Which lines in the entries below contain the string "clicks"? List each of them in full, and match case exactly.

---

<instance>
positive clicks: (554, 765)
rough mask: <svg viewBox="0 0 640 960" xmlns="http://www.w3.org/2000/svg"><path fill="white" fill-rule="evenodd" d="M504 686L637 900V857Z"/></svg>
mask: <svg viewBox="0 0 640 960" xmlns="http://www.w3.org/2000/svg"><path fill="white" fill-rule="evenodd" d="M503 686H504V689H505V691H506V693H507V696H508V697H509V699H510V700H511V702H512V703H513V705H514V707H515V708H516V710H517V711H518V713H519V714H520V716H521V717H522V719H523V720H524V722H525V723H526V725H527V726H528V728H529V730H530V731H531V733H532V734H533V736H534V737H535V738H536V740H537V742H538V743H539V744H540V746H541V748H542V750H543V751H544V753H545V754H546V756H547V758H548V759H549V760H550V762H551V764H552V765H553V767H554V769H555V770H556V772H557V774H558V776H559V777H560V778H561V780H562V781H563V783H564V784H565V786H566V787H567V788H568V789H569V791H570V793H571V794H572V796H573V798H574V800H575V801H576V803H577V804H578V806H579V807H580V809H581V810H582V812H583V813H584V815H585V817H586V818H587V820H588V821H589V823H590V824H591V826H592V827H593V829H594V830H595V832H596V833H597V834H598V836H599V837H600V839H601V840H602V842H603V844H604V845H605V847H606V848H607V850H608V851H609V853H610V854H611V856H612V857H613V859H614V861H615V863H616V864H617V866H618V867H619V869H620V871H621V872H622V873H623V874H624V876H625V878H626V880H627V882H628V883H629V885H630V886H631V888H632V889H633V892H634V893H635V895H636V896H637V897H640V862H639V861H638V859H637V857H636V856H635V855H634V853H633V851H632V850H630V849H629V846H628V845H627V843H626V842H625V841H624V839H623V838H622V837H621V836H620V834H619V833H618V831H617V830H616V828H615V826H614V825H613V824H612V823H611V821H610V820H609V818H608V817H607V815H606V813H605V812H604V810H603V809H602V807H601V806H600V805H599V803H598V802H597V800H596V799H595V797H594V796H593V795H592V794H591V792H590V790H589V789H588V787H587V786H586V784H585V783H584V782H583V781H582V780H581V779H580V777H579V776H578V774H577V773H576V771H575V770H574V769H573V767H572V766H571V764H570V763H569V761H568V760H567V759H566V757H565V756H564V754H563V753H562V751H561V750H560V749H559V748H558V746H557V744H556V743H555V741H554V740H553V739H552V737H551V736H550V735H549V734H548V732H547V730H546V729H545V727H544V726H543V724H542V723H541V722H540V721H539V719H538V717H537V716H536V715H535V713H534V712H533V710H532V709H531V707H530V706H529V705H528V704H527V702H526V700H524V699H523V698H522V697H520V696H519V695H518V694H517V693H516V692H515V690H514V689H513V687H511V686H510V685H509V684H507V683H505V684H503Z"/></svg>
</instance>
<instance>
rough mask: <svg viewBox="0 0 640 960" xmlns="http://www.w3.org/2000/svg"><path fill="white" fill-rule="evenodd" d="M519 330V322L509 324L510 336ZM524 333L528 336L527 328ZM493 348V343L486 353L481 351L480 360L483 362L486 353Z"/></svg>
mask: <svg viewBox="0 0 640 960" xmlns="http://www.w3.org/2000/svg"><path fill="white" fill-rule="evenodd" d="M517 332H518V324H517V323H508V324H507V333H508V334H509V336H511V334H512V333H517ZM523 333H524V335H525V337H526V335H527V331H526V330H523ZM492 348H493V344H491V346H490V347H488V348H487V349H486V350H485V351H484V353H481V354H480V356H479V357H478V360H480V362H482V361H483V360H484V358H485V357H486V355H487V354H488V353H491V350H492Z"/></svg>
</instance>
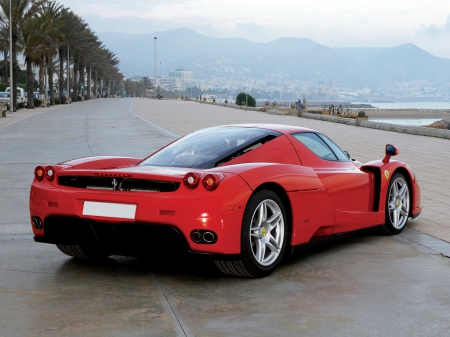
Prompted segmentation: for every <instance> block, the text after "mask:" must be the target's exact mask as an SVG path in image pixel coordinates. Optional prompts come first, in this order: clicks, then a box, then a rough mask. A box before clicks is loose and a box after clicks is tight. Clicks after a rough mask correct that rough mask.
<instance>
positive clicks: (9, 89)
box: [9, 0, 16, 112]
mask: <svg viewBox="0 0 450 337" xmlns="http://www.w3.org/2000/svg"><path fill="white" fill-rule="evenodd" d="M11 7H12V5H11V0H9V112H13V107H14V95H13V90H16V89H15V88H14V83H13V74H12V62H13V59H12V15H11Z"/></svg>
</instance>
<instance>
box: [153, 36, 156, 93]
mask: <svg viewBox="0 0 450 337" xmlns="http://www.w3.org/2000/svg"><path fill="white" fill-rule="evenodd" d="M154 39H155V64H154V69H153V95H154V96H156V39H157V37H156V36H155V37H154Z"/></svg>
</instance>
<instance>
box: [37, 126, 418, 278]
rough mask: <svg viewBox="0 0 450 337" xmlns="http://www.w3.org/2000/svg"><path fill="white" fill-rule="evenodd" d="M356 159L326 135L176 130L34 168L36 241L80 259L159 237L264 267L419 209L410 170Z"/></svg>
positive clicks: (262, 267)
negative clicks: (167, 142) (312, 246)
mask: <svg viewBox="0 0 450 337" xmlns="http://www.w3.org/2000/svg"><path fill="white" fill-rule="evenodd" d="M385 152H386V155H385V157H384V159H382V160H375V161H372V162H369V163H366V164H364V165H361V163H359V162H357V161H354V160H352V159H350V156H349V154H348V153H347V152H345V151H342V150H341V149H340V148H339V147H338V146H337V145H336V144H335V143H334V142H333V141H332V140H330V139H329V138H328V137H327V136H325V135H324V134H322V133H320V132H318V131H315V130H311V129H306V128H300V127H294V126H287V125H258V124H255V125H230V126H220V127H213V128H208V129H204V130H200V131H196V132H193V133H191V134H189V135H187V136H185V137H182V138H180V139H178V140H176V141H174V142H172V143H170V144H168V145H167V146H165V147H163V148H162V149H160V150H158V151H157V152H155V153H153V154H152V155H150V156H149V157H147V158H145V159H142V158H129V157H89V158H82V159H75V160H70V161H66V162H63V163H60V164H57V165H51V166H45V165H44V166H38V167H36V169H35V171H34V175H35V179H34V181H33V184H32V185H31V191H30V220H31V224H32V228H33V232H34V239H35V241H37V242H45V243H52V244H56V246H57V247H58V248H59V249H60V250H61V251H62V252H63V253H65V254H67V255H70V256H73V257H78V258H106V257H108V256H110V255H112V254H116V255H133V254H136V252H142V251H143V250H145V249H146V248H148V247H151V246H153V245H157V244H158V243H161V242H167V243H168V244H169V243H170V244H178V245H179V246H182V247H184V248H186V249H187V250H188V251H189V252H193V253H201V254H208V255H210V256H212V257H213V259H214V261H215V264H216V266H217V267H218V268H219V269H220V270H221V271H222V272H224V273H226V274H230V275H237V276H245V277H262V276H266V275H268V274H270V273H271V272H272V271H273V270H274V269H275V268H276V266H277V265H278V264H279V263H280V260H281V259H282V257H283V255H284V254H285V253H286V252H291V251H293V250H295V249H298V248H303V247H308V245H309V246H310V245H311V244H312V243H313V244H316V243H317V242H324V241H329V240H335V239H336V238H338V237H339V236H342V235H343V234H344V235H345V234H346V233H349V232H352V231H356V230H360V229H363V228H368V227H374V226H379V227H380V229H381V230H382V231H384V232H385V233H386V234H398V233H400V232H401V231H402V230H403V228H404V227H405V225H406V222H407V221H408V218H410V217H412V218H415V217H417V216H418V215H419V214H420V212H421V209H422V208H421V205H420V188H419V185H418V182H417V180H416V176H415V175H414V173H413V172H412V170H411V168H410V167H409V166H408V165H407V164H406V163H403V162H401V161H391V160H390V157H391V156H395V155H397V154H398V150H397V148H396V147H395V146H393V145H389V144H388V145H386V149H385Z"/></svg>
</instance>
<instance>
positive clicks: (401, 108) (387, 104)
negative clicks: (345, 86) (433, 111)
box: [351, 102, 450, 110]
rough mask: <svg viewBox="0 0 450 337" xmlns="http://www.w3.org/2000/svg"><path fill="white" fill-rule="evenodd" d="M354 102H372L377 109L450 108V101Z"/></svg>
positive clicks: (441, 108) (436, 108) (445, 108)
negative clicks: (425, 101) (384, 102)
mask: <svg viewBox="0 0 450 337" xmlns="http://www.w3.org/2000/svg"><path fill="white" fill-rule="evenodd" d="M351 103H353V104H371V105H372V106H374V107H376V108H377V109H438V110H442V109H446V110H450V102H394V103H367V102H351Z"/></svg>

---

= RESULT =
positive clicks: (554, 765)
Prompted segmentation: for every <instance> block, the text after "mask:" must be the target's exact mask as an SVG path in image pixel coordinates. Optional prompts come first, in this order: clicks, then a box, then a rough mask. A box before clicks is loose and a box after clicks is tight. Clicks after a rough mask correct that rough mask.
positive clicks: (9, 89)
positive clicks: (262, 267)
negative clicks: (167, 142) (312, 246)
positive clicks: (401, 108) (387, 104)
negative clicks: (345, 86) (433, 111)
positive clicks: (441, 108) (436, 108) (445, 108)
negative clicks: (425, 101) (384, 102)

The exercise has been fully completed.